Segmentation dataset records:
━━━━━━━━━━━━━━━━━━━━
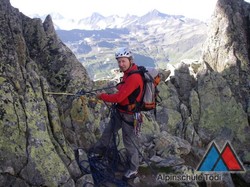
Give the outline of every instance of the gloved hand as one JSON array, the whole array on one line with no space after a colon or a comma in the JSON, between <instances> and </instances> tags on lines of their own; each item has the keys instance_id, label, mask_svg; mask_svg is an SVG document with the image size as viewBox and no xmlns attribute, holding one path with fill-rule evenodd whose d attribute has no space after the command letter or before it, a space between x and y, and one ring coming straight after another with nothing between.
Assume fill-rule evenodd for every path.
<instances>
[{"instance_id":1,"label":"gloved hand","mask_svg":"<svg viewBox=\"0 0 250 187\"><path fill-rule=\"evenodd\" d=\"M101 100L101 95L102 95L103 93L105 93L105 92L97 92L96 95L95 95L96 98Z\"/></svg>"},{"instance_id":2,"label":"gloved hand","mask_svg":"<svg viewBox=\"0 0 250 187\"><path fill-rule=\"evenodd\" d=\"M76 92L76 95L84 95L84 94L85 94L85 91L83 89Z\"/></svg>"}]
</instances>

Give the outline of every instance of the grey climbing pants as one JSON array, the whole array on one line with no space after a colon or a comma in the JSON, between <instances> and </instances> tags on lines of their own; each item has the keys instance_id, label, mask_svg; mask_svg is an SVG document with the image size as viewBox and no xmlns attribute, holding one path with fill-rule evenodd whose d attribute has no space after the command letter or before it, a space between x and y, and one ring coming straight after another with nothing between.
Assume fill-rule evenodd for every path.
<instances>
[{"instance_id":1,"label":"grey climbing pants","mask_svg":"<svg viewBox=\"0 0 250 187\"><path fill-rule=\"evenodd\" d=\"M113 133L117 133L122 129L122 139L125 149L127 150L128 160L130 162L131 170L135 171L139 167L139 153L138 153L138 136L134 133L133 127L134 116L133 114L126 114L119 112L117 109L113 111L113 117L109 124L105 127L98 146L108 147L112 144ZM129 123L128 123L129 122Z\"/></svg>"}]
</instances>

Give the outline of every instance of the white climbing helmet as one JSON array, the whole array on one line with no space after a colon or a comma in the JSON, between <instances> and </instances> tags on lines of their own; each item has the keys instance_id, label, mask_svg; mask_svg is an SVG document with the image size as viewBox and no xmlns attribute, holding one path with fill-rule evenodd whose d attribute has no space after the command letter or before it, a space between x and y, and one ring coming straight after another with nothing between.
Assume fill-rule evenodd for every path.
<instances>
[{"instance_id":1,"label":"white climbing helmet","mask_svg":"<svg viewBox=\"0 0 250 187\"><path fill-rule=\"evenodd\" d=\"M115 58L118 59L120 57L126 57L126 58L133 58L132 52L126 48L120 48L116 53L115 53Z\"/></svg>"}]
</instances>

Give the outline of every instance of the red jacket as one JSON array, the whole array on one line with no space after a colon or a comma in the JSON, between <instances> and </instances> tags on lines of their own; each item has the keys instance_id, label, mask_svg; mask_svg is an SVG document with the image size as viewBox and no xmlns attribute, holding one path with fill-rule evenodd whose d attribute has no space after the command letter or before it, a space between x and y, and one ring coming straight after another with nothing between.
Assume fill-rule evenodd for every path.
<instances>
[{"instance_id":1,"label":"red jacket","mask_svg":"<svg viewBox=\"0 0 250 187\"><path fill-rule=\"evenodd\" d=\"M143 80L139 73L134 73L129 75L129 72L138 70L137 65L133 64L131 68L124 72L121 83L117 86L118 92L114 94L106 94L103 93L100 95L100 98L103 101L117 103L121 106L126 106L129 103L129 96L140 87L139 95L136 97L136 101L140 101L142 97L142 89L143 89ZM125 111L122 111L125 112Z\"/></svg>"}]
</instances>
━━━━━━━━━━━━━━━━━━━━
** Your objective **
Reproduce the data above in full, exactly as it is, with the pictures left out.

** Response to the exercise **
Give the outline of every instance of the gloved hand as one JSON array, the whole array on one line with no space after a colon or a comma in the JSON, between <instances> and </instances> tags on lines of their own; each item has the keys instance_id, label, mask_svg; mask_svg is an SVG document with the image size as viewBox and no xmlns attribute, holding one path with fill-rule evenodd whose d attribute has no space after the command letter or before it, a space between x and y, and one ring coming straight after another with nothing between.
Assume fill-rule evenodd for every path.
<instances>
[{"instance_id":1,"label":"gloved hand","mask_svg":"<svg viewBox=\"0 0 250 187\"><path fill-rule=\"evenodd\" d=\"M101 100L101 95L102 95L103 93L105 93L105 92L97 92L96 95L95 95L96 98Z\"/></svg>"},{"instance_id":2,"label":"gloved hand","mask_svg":"<svg viewBox=\"0 0 250 187\"><path fill-rule=\"evenodd\" d=\"M76 92L76 95L84 95L84 94L85 94L85 91L83 89Z\"/></svg>"}]
</instances>

Give the outline of every instance of the grey climbing pants as one JSON array, the whole array on one line with no space after a colon or a comma in the JSON, between <instances> and </instances> tags on lines of their own; each item has the keys instance_id, label, mask_svg; mask_svg is an SVG document with the image size as viewBox and no xmlns attribute, holding one path with fill-rule evenodd whose d attribute has no space after the command letter or before it, a space between x and y, and one ring coming straight after another with nothing between.
Assume fill-rule evenodd for every path.
<instances>
[{"instance_id":1,"label":"grey climbing pants","mask_svg":"<svg viewBox=\"0 0 250 187\"><path fill-rule=\"evenodd\" d=\"M113 133L117 133L122 129L122 139L125 149L127 150L128 160L130 162L131 170L135 171L139 167L139 153L138 153L138 136L134 133L133 127L134 116L133 114L126 114L119 112L117 109L113 111L113 117L109 124L105 127L98 146L108 147L112 144ZM129 123L128 123L129 122Z\"/></svg>"}]
</instances>

Give the outline of every instance of the white climbing helmet as one JSON array, the whole array on one line with no space after a colon or a comma in the JSON, between <instances> and </instances> tags on lines of their own; each item has the keys instance_id, label, mask_svg; mask_svg is an SVG document with the image size as viewBox and no xmlns attribute, holding one path with fill-rule evenodd whose d attribute has no space after the command letter or before it, a space between x and y, and one ring coming straight after another with nothing between.
Assume fill-rule evenodd for every path.
<instances>
[{"instance_id":1,"label":"white climbing helmet","mask_svg":"<svg viewBox=\"0 0 250 187\"><path fill-rule=\"evenodd\" d=\"M115 58L118 59L120 57L126 57L126 58L133 58L132 52L126 48L120 48L116 53L115 53Z\"/></svg>"}]
</instances>

Give the outline of every instance of the red jacket as one JSON array, the whole array on one line with no space after a colon or a comma in the JSON, between <instances> and </instances> tags on lines of their own; each item has the keys instance_id, label, mask_svg; mask_svg is an SVG document with the image size as viewBox and no xmlns attribute, holding one path with fill-rule evenodd whose d attribute has no space after the command letter or before it, a space between x and y, and one ring coming straight after another with nothing between.
Assume fill-rule evenodd for every path.
<instances>
[{"instance_id":1,"label":"red jacket","mask_svg":"<svg viewBox=\"0 0 250 187\"><path fill-rule=\"evenodd\" d=\"M143 80L139 73L134 73L129 75L129 72L138 70L137 65L133 64L131 68L124 72L121 83L117 86L118 92L114 94L106 94L103 93L100 95L100 98L103 101L117 103L121 106L126 106L129 103L129 96L140 87L139 95L136 97L136 101L140 101L142 97L142 89L143 89ZM125 111L122 111L125 112Z\"/></svg>"}]
</instances>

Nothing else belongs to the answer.